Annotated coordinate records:
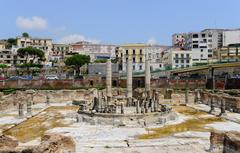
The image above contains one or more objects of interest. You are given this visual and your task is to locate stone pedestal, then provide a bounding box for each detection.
[127,57,132,99]
[106,59,112,105]
[27,100,32,115]
[18,103,24,118]
[145,59,151,100]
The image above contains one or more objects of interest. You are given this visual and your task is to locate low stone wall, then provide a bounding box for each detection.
[78,111,177,127]
[200,91,240,113]
[0,89,95,110]
[210,131,240,153]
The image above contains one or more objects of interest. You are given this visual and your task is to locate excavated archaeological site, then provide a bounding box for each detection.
[0,61,240,153]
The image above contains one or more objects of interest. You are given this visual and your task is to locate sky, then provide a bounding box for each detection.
[0,0,240,45]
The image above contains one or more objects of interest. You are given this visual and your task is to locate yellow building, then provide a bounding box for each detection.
[218,47,240,62]
[17,37,53,62]
[0,40,6,50]
[116,44,146,72]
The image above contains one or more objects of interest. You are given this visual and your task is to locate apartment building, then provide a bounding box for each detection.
[71,41,116,62]
[49,44,72,62]
[116,44,146,72]
[16,37,53,62]
[144,45,170,71]
[0,49,26,66]
[0,40,7,50]
[172,33,188,48]
[218,46,240,62]
[163,47,192,69]
[222,29,240,47]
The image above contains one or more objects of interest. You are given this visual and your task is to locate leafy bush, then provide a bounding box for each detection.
[16,63,43,68]
[0,64,8,68]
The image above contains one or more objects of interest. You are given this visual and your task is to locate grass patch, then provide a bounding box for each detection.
[4,106,78,143]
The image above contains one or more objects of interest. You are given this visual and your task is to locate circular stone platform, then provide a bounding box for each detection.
[78,110,177,127]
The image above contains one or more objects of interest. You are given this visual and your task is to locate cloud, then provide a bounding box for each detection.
[147,38,157,45]
[16,16,48,30]
[59,34,100,44]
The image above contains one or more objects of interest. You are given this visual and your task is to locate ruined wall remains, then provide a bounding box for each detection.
[200,91,240,113]
[210,131,240,153]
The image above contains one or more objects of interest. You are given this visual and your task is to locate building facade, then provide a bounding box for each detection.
[172,33,187,48]
[49,44,71,62]
[218,46,240,62]
[0,49,26,66]
[163,47,192,69]
[144,45,170,71]
[116,44,146,72]
[70,41,116,62]
[16,37,53,62]
[222,29,240,47]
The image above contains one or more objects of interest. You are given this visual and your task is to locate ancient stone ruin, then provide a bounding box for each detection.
[75,59,176,126]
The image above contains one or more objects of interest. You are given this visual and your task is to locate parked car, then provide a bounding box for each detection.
[45,75,59,80]
[8,75,32,80]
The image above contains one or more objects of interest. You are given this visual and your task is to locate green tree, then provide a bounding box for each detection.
[65,54,90,74]
[94,59,107,63]
[22,32,29,37]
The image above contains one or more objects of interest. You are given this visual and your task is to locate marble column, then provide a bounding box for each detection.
[136,100,139,114]
[220,98,226,116]
[121,103,124,114]
[145,59,151,99]
[27,97,32,115]
[46,94,50,105]
[185,89,189,104]
[18,103,24,117]
[127,57,132,105]
[106,59,112,105]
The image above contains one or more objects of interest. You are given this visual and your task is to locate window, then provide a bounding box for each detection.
[193,34,198,38]
[133,57,136,63]
[193,45,198,48]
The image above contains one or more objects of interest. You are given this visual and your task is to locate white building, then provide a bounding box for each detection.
[223,29,240,47]
[71,41,116,62]
[163,47,192,69]
[15,37,53,62]
[172,33,187,47]
[144,45,169,71]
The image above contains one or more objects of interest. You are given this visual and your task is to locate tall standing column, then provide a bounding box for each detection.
[145,59,151,99]
[18,103,24,118]
[127,57,132,105]
[106,59,112,105]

> WHAT IS REQUIRED
How many lines of the data above contain the string "wall"? Case matters, and only the number should be given.

> WORKED ANSWER
2